[Items from a dataset]
┌──
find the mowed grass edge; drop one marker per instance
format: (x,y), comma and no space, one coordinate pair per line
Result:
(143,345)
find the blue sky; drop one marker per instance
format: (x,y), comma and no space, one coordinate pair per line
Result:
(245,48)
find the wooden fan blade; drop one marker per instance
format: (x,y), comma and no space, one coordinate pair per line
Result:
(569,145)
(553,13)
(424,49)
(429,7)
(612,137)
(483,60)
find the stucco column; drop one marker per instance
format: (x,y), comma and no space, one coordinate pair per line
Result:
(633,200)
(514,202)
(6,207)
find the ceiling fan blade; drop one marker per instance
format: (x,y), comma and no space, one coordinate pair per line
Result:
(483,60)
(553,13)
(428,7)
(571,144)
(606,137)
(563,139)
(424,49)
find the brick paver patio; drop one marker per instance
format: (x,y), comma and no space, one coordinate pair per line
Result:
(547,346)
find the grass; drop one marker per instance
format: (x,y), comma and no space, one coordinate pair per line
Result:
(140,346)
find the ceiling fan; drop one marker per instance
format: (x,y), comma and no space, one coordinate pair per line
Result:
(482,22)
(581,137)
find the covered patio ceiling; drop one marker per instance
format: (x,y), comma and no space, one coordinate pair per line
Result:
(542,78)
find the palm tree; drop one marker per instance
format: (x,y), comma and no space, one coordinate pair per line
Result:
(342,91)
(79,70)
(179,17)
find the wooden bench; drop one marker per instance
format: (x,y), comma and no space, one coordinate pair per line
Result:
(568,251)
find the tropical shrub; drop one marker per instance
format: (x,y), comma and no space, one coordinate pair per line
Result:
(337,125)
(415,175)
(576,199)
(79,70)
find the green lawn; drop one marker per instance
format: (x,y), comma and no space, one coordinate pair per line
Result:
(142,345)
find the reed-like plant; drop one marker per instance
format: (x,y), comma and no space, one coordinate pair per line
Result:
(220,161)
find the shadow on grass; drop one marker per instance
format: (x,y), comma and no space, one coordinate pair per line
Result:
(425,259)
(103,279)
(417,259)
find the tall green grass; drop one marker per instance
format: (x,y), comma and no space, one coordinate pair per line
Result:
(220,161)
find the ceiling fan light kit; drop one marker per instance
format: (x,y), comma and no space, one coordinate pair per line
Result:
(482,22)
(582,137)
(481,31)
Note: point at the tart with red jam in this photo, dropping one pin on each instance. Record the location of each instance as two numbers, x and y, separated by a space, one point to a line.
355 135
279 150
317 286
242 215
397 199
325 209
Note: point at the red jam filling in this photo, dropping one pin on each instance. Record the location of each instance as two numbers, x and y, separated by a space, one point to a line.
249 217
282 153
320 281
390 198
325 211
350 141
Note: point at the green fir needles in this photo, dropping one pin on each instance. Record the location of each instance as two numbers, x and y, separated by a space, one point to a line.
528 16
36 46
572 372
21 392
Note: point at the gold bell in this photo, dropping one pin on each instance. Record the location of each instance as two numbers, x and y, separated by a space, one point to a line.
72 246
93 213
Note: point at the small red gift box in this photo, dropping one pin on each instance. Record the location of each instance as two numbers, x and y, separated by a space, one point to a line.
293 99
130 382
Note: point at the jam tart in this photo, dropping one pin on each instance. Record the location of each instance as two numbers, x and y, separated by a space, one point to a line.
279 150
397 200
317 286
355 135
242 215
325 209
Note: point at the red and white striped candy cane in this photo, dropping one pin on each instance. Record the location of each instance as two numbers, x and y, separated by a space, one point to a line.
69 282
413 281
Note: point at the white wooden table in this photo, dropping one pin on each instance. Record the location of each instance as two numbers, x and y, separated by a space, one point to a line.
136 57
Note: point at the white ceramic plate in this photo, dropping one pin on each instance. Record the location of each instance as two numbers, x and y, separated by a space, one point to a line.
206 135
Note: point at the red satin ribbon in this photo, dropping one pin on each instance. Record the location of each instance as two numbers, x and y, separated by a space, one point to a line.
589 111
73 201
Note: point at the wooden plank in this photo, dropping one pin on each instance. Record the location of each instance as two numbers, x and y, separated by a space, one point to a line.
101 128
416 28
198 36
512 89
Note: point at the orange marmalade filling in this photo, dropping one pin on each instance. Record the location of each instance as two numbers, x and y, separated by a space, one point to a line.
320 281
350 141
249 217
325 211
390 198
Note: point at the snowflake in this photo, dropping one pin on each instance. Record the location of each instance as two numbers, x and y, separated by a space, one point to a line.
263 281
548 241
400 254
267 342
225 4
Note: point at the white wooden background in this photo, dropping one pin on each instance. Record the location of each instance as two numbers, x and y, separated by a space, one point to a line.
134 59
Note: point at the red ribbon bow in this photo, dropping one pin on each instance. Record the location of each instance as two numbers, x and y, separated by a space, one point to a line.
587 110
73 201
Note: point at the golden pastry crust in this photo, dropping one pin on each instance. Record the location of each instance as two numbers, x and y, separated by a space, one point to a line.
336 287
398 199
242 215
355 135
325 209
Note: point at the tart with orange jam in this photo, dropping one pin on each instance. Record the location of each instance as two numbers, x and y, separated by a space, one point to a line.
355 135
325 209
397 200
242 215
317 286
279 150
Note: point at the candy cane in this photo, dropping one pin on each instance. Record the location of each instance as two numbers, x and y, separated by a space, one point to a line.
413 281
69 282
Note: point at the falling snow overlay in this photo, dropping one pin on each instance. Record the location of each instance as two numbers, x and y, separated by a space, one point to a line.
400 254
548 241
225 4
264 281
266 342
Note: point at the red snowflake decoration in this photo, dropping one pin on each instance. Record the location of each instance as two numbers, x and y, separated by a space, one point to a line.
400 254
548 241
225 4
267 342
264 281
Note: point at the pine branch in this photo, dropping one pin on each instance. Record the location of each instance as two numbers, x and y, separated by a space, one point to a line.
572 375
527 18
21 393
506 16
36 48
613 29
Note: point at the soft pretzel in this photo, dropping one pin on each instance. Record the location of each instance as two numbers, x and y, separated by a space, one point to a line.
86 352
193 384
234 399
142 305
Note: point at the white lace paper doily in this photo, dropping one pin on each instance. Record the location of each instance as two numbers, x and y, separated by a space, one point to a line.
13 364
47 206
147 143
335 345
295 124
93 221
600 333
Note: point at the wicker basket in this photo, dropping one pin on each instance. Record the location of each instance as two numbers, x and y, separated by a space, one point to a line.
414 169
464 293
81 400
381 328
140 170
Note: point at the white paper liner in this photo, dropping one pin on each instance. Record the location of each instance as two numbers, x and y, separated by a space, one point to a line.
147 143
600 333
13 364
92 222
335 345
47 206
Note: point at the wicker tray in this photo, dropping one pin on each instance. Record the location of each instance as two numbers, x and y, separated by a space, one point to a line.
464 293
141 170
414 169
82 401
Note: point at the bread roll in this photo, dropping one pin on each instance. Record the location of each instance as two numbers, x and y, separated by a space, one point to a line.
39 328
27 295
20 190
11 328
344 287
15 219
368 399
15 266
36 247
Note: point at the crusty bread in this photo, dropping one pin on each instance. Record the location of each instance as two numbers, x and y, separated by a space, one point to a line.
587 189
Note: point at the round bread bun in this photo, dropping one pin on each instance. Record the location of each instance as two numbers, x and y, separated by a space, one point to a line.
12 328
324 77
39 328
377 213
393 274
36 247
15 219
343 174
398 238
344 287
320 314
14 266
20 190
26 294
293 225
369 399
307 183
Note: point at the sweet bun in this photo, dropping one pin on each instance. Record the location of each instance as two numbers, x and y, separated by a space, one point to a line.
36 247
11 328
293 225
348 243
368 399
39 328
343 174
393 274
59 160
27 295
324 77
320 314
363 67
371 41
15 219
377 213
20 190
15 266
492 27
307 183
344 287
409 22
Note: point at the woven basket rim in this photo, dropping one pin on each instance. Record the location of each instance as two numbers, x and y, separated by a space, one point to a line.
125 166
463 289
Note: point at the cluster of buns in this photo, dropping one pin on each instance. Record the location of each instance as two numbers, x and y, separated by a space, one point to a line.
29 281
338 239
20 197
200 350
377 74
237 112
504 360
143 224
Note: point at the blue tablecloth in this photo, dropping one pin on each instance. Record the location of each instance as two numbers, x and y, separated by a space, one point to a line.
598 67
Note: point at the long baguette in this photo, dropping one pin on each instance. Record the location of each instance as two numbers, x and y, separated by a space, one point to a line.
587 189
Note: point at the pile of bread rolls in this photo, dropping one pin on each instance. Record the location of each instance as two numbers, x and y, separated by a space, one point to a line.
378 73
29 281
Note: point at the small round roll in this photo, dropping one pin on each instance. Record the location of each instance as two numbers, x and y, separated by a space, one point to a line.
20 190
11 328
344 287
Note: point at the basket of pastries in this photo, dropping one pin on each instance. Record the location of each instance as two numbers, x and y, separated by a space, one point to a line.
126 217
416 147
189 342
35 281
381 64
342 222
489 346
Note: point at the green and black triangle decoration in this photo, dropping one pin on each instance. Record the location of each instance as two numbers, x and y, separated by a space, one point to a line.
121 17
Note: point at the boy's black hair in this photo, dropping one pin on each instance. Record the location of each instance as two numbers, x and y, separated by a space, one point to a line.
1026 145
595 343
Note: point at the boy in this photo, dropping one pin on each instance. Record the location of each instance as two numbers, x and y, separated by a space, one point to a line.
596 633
└──
* _What you will do_
Please print, exactly and with nothing else, the lines from the first line of the entries through the line containing "find the palm".

* _Task output_
find the mowed grass edge; drop one marker per instance
format: (x,y), comma and no space, one coordinate pair per line
Result:
(143,345)
find the blue sky; drop one marker per instance
format: (x,y), comma and no space, one coordinate pair per line
Result:
(245,48)
find the wooden fan blade; drop one marker per instance
format: (x,y), comma and no space, one coordinate pair per line
Result:
(569,145)
(553,13)
(424,49)
(429,7)
(612,137)
(483,60)
find the stucco column; drop one marker per instance
format: (x,y), comma and no space, one coordinate pair per line
Result:
(633,200)
(514,202)
(6,207)
find the ceiling fan blade; drop one marker per instance
format: (x,y), comma and no space, one coordinate pair per line
Result:
(483,60)
(553,13)
(428,7)
(571,144)
(606,137)
(563,139)
(424,49)
find the brick paver patio; drop one marker per instance
format: (x,y), comma and no space, one coordinate pair per line
Result:
(547,346)
find the grass; drop one marker per instance
format: (x,y), comma and no space, one coordinate pair per line
Result:
(140,346)
find the ceiling fan; drop one marker per instance
format: (x,y), comma and no space, one coordinate pair per line
Result:
(482,22)
(581,137)
find the covered patio ceiling; drop one marker per instance
format: (x,y), comma and no space, one coordinate pair per line
Result:
(542,78)
find the palm tree; drop one marker per instance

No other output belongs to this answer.